Extrait retenu:
◇ ◇ ◇ ◇ ◇

Au milieu de terrain, deux points distincts doivent être évoqués. Tout d’abord, la paire Zoltán Gera – Ádám Nagy, située devant la défense, assure plutôt bien le travail qui est le sien. Le vétéran Gera, du haut de ses 37 ans et 96 sélections, apporte toute son expérience, même s’il n’est pas éternel et qu’il faudra songer, tôt ou tard, à lui trouver un remplaçant. Nagy, de seize ans son cadet, fait valoir sa fraîcheur et sa belle qualité de passe. Le jeune Budapestois rend des copies plus que satisfaisantes à Bologne et confirme tout le bien que l’on pouvait penser de lui.
Il semble en revanche difficile d’en dire autant de László Kleinheisler. Le milieu de poche (1,70m) avait été l’une des grandes révélations de l’Euro côté hongrois. Mais il s’est complètement éteint depuis. Transparent depuis le début des éliminatoires, cantonné au banc des remplaçants à Darmstadt, bon dernier de Bundesliga, Kleinheisler a rejoint Ferencváros lors du mercato hivernal, avec l’espoir de se relancer. S’il ne parvient pas à retrouver son niveau de l’été 2016, d’autres pourraient prendre sa place, comme par exemple Dávid Holman. L’ancien joueur du Lech Poznań illumine régulièrement la morne saison de Debrecen par ses prouesses techniques et sa vision du jeu. À 24 ans, il ne compte aucune sélection, mais a été convoqué par Bernd Storck pour le match face au Portugal. De quoi laisser penser que le baptême du feu est pour bientôt…
La confirmation Szalai, le mystère Dzsudzsák
Depuis le commencement de la campagne de Russie, la Hongrie a inscrit huit buts, dont la moitié face à la modeste Andorre (4-0). Cette statistique, qui n’est pas catastrophique en soi, traduit cependant bien les lacunes offensives du « Nemzeti 11 ». Ádám Szalai se démène sur le front de l’attaque magyare et confirme qu’il est devenu un joueur clé de cette équipe, comme nous vous l’expliquions dans un article publié il y a quelques semaines sur notre site. Parti à Chicago pour goûter aux délices de la MLS, Nemanja Nikolić n’a pas été appelé lors du dernier rassemblement et rien n’indique qu’il aura à nouveau la confiance du sélectionneur. Márton Eppel, meilleur buteur d’OTP Bank Liga avec le Honvéd (douze réalisations), pourrait être une alternative à Szalai en pointe, au même titre que le toujours fiable Tamás Priskin.

◇ ◇ ◇ ◇ ◇

Jeu d'enregistrements:

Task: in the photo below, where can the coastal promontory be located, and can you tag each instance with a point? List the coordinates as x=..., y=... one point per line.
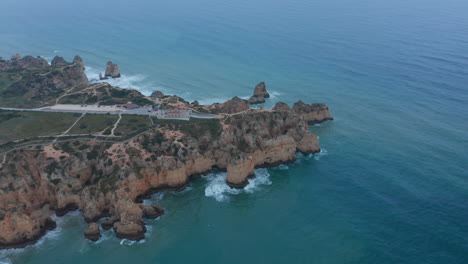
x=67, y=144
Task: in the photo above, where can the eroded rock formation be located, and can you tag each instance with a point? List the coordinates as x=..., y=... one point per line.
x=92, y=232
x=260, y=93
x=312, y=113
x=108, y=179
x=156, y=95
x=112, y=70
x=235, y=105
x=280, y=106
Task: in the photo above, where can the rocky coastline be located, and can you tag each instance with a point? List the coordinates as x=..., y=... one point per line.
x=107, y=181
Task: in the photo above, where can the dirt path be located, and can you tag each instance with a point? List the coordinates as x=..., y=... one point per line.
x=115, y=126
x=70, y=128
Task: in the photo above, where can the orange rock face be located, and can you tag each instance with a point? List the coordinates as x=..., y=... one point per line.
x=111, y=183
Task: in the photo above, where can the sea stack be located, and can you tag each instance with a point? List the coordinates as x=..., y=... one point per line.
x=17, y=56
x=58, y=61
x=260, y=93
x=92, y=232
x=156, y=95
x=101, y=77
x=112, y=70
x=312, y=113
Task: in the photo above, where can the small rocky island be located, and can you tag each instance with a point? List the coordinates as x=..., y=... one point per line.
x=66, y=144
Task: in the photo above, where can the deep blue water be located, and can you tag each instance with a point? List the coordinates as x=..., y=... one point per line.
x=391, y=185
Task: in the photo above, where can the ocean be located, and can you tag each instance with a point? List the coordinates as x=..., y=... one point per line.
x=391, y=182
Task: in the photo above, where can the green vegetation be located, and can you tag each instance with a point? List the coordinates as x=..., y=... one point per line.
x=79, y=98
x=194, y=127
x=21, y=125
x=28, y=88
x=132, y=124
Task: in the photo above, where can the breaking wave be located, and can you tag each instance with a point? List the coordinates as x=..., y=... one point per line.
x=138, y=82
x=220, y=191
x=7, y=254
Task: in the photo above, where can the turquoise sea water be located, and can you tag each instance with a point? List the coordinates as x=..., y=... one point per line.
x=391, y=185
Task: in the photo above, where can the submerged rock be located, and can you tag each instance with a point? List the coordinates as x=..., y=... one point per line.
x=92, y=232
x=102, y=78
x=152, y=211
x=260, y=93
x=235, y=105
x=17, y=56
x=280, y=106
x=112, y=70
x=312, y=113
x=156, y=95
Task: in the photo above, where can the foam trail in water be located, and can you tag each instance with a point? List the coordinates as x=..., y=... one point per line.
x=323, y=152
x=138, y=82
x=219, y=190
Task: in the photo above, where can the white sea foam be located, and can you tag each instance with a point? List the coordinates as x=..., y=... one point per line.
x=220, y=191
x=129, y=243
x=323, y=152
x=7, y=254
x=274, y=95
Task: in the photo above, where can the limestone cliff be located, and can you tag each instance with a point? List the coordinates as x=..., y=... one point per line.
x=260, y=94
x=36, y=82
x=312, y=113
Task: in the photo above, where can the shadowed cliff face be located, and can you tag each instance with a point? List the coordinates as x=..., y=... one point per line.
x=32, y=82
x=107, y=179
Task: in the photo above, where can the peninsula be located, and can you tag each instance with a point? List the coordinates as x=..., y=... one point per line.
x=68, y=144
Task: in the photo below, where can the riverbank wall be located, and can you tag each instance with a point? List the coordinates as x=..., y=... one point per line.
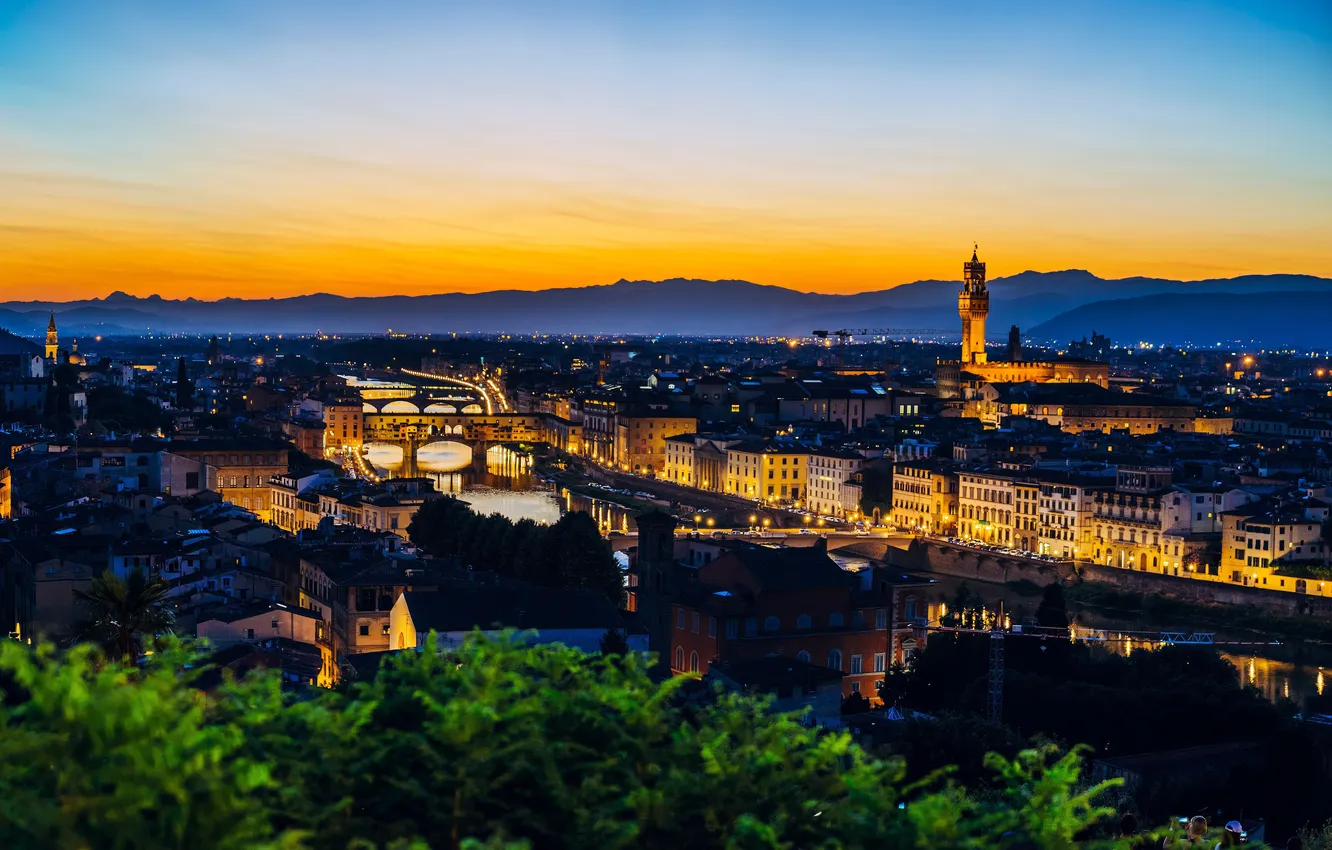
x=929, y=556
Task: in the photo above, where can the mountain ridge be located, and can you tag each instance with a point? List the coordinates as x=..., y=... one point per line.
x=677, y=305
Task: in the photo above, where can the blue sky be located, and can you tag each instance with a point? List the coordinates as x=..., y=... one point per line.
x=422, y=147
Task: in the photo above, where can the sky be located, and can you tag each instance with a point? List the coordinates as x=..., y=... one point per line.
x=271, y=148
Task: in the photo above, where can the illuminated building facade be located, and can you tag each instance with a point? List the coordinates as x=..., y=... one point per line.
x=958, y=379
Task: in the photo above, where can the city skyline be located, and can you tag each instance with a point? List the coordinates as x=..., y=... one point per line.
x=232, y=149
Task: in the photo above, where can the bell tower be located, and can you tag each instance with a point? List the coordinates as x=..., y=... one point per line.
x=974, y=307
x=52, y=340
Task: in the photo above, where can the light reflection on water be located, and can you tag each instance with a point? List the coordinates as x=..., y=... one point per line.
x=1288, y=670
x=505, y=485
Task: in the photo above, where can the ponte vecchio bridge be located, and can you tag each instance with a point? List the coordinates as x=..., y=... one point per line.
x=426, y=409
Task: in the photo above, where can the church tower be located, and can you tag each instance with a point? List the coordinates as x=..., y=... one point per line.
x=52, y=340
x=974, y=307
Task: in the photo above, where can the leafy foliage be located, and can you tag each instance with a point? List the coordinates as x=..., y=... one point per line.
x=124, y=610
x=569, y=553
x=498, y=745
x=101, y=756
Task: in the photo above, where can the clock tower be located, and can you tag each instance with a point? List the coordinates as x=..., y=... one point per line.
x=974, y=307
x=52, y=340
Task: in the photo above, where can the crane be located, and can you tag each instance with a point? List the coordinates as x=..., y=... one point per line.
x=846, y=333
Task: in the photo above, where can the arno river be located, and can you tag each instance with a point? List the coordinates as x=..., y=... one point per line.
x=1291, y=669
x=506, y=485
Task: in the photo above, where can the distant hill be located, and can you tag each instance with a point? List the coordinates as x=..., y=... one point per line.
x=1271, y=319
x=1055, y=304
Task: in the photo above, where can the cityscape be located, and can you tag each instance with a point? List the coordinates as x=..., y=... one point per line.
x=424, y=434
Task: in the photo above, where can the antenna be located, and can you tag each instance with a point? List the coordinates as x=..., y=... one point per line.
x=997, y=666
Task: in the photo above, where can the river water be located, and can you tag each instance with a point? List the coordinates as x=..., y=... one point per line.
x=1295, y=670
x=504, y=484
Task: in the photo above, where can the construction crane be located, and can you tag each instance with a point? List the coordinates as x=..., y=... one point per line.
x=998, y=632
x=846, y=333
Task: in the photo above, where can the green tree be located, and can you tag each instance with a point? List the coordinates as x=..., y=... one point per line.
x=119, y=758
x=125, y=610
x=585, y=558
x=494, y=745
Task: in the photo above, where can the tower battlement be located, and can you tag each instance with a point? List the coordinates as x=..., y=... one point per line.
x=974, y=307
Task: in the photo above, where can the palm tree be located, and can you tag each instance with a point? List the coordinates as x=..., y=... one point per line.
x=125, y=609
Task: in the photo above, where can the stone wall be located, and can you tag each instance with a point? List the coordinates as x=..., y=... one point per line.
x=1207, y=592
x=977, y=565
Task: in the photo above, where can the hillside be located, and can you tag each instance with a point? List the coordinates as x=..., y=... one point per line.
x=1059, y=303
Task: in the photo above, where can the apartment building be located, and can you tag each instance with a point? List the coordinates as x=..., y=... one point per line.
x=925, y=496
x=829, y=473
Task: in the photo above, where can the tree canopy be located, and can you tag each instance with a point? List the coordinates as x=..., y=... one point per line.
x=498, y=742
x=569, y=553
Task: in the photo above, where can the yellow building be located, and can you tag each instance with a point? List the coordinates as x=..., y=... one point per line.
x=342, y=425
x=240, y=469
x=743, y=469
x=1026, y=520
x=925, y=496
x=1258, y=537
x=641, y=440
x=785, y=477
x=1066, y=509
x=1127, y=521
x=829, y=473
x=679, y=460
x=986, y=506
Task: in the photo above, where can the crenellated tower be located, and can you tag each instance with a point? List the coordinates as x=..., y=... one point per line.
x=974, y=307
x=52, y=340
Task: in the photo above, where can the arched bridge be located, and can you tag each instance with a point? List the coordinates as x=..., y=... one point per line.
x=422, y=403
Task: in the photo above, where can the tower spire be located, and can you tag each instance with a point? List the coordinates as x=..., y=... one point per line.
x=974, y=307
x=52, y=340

◇ ◇ ◇ ◇ ◇

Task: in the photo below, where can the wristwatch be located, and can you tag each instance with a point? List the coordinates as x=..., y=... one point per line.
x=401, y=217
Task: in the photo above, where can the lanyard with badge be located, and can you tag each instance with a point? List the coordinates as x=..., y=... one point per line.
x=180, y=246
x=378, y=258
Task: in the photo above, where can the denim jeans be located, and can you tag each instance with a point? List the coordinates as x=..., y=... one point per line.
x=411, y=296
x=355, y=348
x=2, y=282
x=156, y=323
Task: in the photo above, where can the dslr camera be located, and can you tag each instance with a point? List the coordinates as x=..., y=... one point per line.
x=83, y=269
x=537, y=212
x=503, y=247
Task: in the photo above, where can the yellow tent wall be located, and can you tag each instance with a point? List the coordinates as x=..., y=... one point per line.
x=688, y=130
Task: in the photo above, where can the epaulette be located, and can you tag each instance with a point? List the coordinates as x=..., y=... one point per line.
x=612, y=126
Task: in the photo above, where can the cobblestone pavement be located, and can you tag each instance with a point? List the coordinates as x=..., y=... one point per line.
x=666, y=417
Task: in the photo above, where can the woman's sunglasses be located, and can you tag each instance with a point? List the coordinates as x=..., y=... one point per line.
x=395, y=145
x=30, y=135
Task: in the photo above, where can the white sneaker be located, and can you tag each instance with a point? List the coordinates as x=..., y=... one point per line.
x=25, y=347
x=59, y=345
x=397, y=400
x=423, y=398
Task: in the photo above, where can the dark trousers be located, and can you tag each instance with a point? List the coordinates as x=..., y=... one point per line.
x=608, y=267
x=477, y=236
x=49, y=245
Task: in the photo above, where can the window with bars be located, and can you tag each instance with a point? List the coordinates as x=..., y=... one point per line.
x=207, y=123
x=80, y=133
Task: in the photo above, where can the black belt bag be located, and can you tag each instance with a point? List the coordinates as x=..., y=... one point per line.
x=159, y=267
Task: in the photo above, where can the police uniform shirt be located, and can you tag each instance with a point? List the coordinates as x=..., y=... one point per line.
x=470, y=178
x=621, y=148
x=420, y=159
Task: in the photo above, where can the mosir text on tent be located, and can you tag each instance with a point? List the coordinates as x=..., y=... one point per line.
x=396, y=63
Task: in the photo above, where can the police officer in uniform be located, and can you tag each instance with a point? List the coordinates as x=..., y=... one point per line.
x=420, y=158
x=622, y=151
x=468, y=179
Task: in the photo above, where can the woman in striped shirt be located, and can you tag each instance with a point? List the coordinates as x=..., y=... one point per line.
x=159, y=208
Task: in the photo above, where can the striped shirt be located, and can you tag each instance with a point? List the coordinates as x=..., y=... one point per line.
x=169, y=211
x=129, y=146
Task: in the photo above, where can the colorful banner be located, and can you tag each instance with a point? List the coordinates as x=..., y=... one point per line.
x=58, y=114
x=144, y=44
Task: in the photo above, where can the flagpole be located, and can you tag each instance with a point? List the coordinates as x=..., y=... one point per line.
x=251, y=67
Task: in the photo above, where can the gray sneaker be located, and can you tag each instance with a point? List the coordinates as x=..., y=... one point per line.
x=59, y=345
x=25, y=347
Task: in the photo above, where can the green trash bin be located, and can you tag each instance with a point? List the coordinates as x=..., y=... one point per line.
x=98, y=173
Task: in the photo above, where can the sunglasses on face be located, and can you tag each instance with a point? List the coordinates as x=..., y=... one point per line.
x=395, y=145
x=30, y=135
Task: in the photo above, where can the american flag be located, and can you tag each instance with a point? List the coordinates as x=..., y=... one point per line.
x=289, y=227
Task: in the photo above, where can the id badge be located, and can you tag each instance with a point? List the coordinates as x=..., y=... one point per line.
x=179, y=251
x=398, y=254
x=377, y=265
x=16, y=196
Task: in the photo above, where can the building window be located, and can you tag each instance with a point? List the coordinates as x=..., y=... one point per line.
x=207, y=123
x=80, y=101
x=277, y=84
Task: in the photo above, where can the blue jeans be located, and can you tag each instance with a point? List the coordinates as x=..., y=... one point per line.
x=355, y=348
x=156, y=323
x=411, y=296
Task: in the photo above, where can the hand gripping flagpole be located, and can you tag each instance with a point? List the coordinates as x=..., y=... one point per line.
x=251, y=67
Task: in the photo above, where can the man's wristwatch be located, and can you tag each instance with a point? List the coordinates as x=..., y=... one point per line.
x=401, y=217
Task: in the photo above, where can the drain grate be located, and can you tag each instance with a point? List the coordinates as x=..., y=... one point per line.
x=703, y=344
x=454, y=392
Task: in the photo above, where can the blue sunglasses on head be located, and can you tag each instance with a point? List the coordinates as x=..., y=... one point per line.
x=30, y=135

◇ ◇ ◇ ◇ ◇

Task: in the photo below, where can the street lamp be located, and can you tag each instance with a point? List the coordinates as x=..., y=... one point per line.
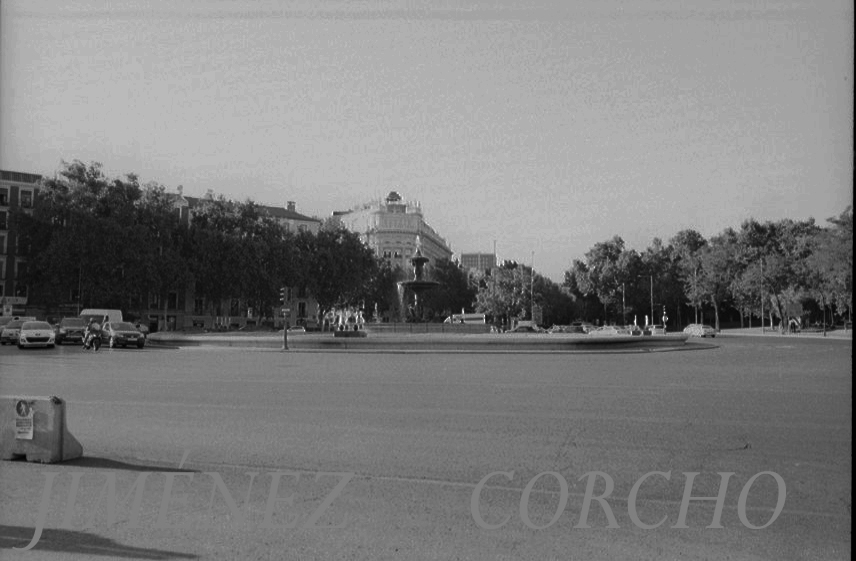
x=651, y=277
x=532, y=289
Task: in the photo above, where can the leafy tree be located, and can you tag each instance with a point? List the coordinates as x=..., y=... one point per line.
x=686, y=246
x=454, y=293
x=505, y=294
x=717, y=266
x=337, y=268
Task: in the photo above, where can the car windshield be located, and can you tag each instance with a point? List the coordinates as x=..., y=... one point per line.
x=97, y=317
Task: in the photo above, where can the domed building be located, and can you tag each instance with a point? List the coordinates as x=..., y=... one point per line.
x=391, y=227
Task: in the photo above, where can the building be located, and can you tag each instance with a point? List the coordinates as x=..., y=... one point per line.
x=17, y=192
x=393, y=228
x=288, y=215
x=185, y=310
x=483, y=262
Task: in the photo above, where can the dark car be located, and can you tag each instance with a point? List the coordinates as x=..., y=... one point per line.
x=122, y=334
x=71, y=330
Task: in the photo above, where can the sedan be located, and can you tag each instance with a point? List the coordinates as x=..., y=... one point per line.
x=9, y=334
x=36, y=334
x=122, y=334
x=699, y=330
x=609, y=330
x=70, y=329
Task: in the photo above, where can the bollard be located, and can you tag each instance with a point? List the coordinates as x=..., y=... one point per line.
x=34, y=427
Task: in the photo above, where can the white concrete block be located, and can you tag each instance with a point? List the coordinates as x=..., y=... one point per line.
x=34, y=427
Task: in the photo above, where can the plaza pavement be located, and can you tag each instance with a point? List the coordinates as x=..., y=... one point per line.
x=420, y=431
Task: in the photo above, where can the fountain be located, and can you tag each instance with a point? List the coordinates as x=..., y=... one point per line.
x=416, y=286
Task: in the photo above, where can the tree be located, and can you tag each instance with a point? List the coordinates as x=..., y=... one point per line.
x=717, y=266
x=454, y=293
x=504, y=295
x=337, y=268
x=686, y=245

◇ ◇ ◇ ◇ ◇

Consigne: D'après l'extrait retenu, combien de sélections compte Zoltán Gera, s'il vous plaît ?

Réponse: Zoltán Gera compte 96 sélections.